* Given data:

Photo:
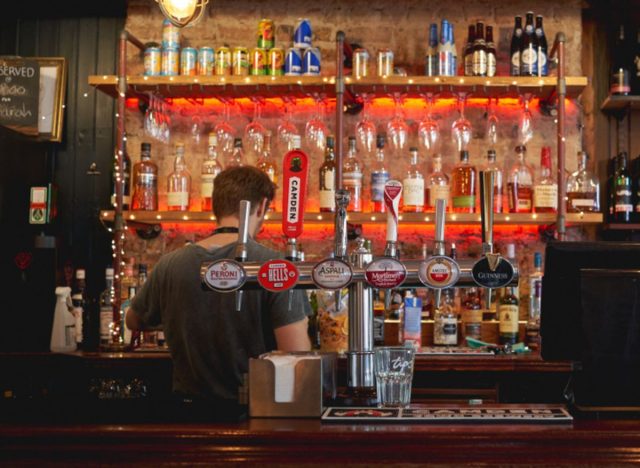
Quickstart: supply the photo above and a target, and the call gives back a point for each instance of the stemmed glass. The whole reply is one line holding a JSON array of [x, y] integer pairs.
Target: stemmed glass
[[397, 128], [366, 129], [428, 129], [461, 128], [316, 130], [525, 122]]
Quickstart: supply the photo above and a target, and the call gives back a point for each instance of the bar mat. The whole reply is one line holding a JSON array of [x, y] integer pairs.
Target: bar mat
[[443, 415]]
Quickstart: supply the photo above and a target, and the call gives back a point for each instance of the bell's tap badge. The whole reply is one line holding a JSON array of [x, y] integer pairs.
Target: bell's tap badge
[[278, 275], [296, 172]]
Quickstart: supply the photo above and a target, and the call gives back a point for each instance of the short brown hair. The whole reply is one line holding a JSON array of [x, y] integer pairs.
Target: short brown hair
[[240, 183]]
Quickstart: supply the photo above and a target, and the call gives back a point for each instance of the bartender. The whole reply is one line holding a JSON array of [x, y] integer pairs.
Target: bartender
[[209, 341]]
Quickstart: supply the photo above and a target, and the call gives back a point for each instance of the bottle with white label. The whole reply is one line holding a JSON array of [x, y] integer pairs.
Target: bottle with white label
[[545, 191], [179, 183], [413, 186], [352, 177], [327, 179]]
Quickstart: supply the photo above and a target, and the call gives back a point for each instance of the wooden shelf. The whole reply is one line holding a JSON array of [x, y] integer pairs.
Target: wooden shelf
[[507, 219], [267, 86], [620, 103]]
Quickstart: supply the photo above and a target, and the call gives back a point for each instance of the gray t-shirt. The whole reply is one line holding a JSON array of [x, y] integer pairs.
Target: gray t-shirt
[[210, 343]]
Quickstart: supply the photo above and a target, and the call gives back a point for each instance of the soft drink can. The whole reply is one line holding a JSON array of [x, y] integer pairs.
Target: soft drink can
[[188, 61], [275, 62], [205, 61], [360, 63], [222, 63], [302, 34], [266, 30], [258, 61], [311, 62], [170, 62], [240, 61], [170, 35], [152, 61], [384, 62], [293, 62]]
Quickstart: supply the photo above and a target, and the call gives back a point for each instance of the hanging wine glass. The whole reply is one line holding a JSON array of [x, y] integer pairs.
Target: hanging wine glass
[[428, 129], [397, 128], [461, 128], [366, 129], [316, 130]]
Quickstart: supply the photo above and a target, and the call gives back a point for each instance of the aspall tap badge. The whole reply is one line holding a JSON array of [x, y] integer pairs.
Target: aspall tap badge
[[385, 273], [331, 274], [492, 271], [278, 275], [223, 275], [439, 272]]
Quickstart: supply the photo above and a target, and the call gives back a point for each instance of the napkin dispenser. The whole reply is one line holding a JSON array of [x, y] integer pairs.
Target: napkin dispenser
[[291, 384]]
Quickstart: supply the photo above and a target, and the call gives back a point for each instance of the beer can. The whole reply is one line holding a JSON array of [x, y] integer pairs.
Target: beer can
[[275, 62], [258, 61], [170, 35], [360, 63], [240, 61], [302, 34], [188, 61], [311, 62], [170, 62], [293, 62], [205, 61], [222, 63], [152, 61], [266, 31], [384, 62]]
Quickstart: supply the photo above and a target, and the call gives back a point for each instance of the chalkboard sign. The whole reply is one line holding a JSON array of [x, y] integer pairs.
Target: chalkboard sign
[[20, 94]]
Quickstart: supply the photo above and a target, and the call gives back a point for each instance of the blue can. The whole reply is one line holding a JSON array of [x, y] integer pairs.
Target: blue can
[[302, 34], [293, 62], [311, 62]]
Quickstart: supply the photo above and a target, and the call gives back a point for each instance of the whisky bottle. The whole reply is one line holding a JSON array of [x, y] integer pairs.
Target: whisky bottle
[[545, 191], [179, 183], [210, 169], [327, 178], [413, 186], [463, 185]]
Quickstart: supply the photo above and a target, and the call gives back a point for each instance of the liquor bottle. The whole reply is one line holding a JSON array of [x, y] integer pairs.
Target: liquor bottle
[[516, 45], [327, 178], [210, 169], [623, 191], [267, 165], [126, 170], [237, 155], [520, 184], [468, 51], [352, 177], [508, 310], [179, 183], [583, 188], [492, 61], [106, 310], [437, 186], [145, 181], [379, 177], [413, 186], [545, 191], [529, 50], [431, 59], [479, 52], [543, 65], [492, 166], [535, 302], [463, 185]]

* Exercise instructions: Give the data above again exactly. Leave the pictures out.

* Solution to this problem:
Photo:
Quickstart: supply the photo above and a target, and the call gives back a point for each instance of the stemmed glass. The whole reply is one line holding a JSON array of [x, y] integer pairs.
Target: stemmed glass
[[397, 128], [366, 129], [428, 129], [461, 128], [316, 130], [525, 122]]
Quickstart: supply the photo above and a target, and the call gives back a point for each instance of the bar mat. The whole reply is one line holding a JSON array of [x, y] integer pairs.
Target: bar mat
[[443, 415]]
Quickstart: supply the photo above and a target, and the call gives back a point for each instance of the bell's tap badge. The whole reply is one line holding a JSON array of [x, y] integer pairs.
Target: bell's tap badge
[[278, 275], [296, 172]]
Quickstart: supply the photo above and a target, and the call gives back a point for each instance of the short brown hair. The whole reply is one line holding a JSON array of [x, y] integer pairs.
Target: short brown hair
[[240, 183]]
Quickstart: supply the photo above and a target, and the call gives back a point for each instance of the bartender. The whole reply is one line holding a JSON array of [x, y] integer pairs.
Target: bartender
[[209, 341]]
Quickstart: supply the photo above and a target, and the call gives back a point for each instance of the bottle with white label. The whole reply is one line holding a JSON array of [x, y] integer pairs.
Target: bottle with white label
[[545, 191], [179, 183], [413, 186], [352, 177], [327, 179]]
Quickstart: supply the photo above and a target, and the call gives back a point for each instance of the wooden shelf. The whole reply is one line holding a JSON array of [x, y] integer pairs.
Target: wooden shelf
[[507, 219], [267, 86], [620, 103]]
Quickstart: supply the photo above and a target, and the call gives back a point for each instance of the gray t-shirt. The whole reply is one line holding a JSON array of [x, y] integer pairs.
Target: gray t-shirt
[[210, 343]]
Quickstart: supply the photo above and a target, and the call gives back a point for each instance of the soft drink can. The whole reply is one line holding a JSON array of [x, y] integer pairs.
Target: soft drink can
[[188, 61], [275, 62], [205, 61], [360, 63], [222, 63], [302, 34], [266, 30], [258, 61], [311, 62], [170, 62], [240, 61], [170, 35], [152, 61], [384, 62], [293, 62]]
Quickstart: supply the photo above and a target, and the call gives back a point for each instance of the hanging wine glass. The whole reply is one line holding a JSON array of [x, y] integer pairs.
Target: hanging wine glass
[[428, 129], [397, 128], [461, 128], [366, 129], [316, 130]]
Quickstart: supply the photo above and a target, and the call gives back a point for each instance of the aspall tap badge. The whole reply is one line holding a JSON array of [x, y] integer pairs.
Target: aspall tap badge
[[385, 273], [331, 274], [492, 271], [278, 275], [223, 275], [439, 272]]
Quickstart: supply the photo above and a target, and the call gives back a point for each instance of the napkin dispenser. The whole reply is one line holding a JSON array of [x, y] integer pairs.
Target: napkin dispenser
[[291, 384]]
Quickstart: supply the photo above and a target, and the call gives back a point for each instance of the beer can. The whole reply is one line holding a JSON array of [x, y] integer pairs.
Target: beer can
[[275, 62], [258, 61], [170, 35], [360, 63], [240, 61], [302, 34], [188, 61], [311, 62], [170, 62], [293, 62], [205, 61], [222, 63], [152, 61], [266, 31], [384, 62]]
Quickstart: supply the photo above and a target, and the call gives back a point for each instance of the chalkboard sign. The whole reply is one line holding a JSON array of [x, y] integer pairs.
Target: chalkboard sign
[[20, 94]]
Quickstart: supply the photo above and a target, and the call gives back a point for each instance of the blue can. The whole reply is one line holding a JSON array of [x, y] integer pairs.
Target: blue can
[[302, 34], [293, 62], [311, 62]]
Quickstart: supply the photo above and a target, and the call gives back a point for each instance of the whisky bottle. The whole reply is one line holding a JSON array of [x, y] integer pairs.
Target: whisky bottle
[[545, 191], [179, 183], [210, 169], [327, 178], [413, 186], [463, 185]]
Quickstart: supply the photo above and a target, and the call gives back a point for each instance of the liquor bottle. The whole reply is one line holding a JSON array of [x, y] integer pairs.
Target: liquor bottle
[[516, 45], [327, 178], [210, 169], [623, 191], [267, 165], [126, 170], [237, 155], [520, 184], [468, 51], [352, 177], [508, 310], [179, 183], [583, 188], [492, 61], [106, 310], [437, 186], [145, 181], [379, 177], [413, 186], [545, 191], [529, 50], [431, 59], [479, 52], [543, 65], [492, 166], [535, 302], [463, 185]]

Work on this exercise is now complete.